Given records.
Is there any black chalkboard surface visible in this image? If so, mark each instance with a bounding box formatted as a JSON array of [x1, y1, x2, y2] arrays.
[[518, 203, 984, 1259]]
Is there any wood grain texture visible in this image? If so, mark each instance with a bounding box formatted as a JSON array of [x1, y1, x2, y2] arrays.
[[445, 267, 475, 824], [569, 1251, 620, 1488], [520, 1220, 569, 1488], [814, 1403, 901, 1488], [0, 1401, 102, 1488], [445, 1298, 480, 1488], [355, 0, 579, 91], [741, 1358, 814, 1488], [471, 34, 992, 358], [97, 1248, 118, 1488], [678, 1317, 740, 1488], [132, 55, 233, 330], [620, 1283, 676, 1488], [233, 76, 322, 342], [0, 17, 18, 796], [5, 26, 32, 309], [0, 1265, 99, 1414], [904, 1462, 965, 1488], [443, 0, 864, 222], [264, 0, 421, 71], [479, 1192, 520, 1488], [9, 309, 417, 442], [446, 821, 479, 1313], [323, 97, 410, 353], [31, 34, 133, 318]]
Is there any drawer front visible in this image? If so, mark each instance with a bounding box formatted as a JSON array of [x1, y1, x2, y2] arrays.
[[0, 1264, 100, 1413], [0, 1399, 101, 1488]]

Exercise goal. Return the data above in full, keeping each line exactly as it stands.

Result.
Is there any black chalkboard surface visible in this image? If so, mark each instance with a bounding box formatted as a JSON array of [x1, y1, x2, y2] arrays.
[[518, 203, 984, 1259]]
Is there any wood grain texture visible in this image? If so, mark each instance with a bounding box formatted as a JSON array of [x1, y1, x2, y2] arrays.
[[445, 267, 475, 824], [569, 1251, 620, 1488], [520, 1220, 569, 1488], [814, 1403, 901, 1488], [0, 1401, 102, 1488], [445, 1298, 480, 1488], [355, 0, 579, 91], [741, 1358, 814, 1488], [471, 34, 992, 358], [97, 1248, 118, 1488], [678, 1317, 740, 1488], [132, 55, 233, 330], [620, 1283, 676, 1488], [233, 76, 322, 342], [0, 17, 18, 796], [5, 26, 32, 309], [0, 1265, 99, 1414], [904, 1462, 965, 1488], [443, 0, 864, 222], [264, 0, 421, 71], [479, 1192, 520, 1488], [9, 309, 417, 442], [446, 821, 479, 1313], [323, 97, 410, 353], [31, 34, 133, 318]]
Is there any drawer front visible in this image? If so, mark each instance with a bounding box formatted as a JSON array of [x1, y1, x2, y2] arrays.
[[0, 1264, 100, 1413], [0, 1399, 101, 1488]]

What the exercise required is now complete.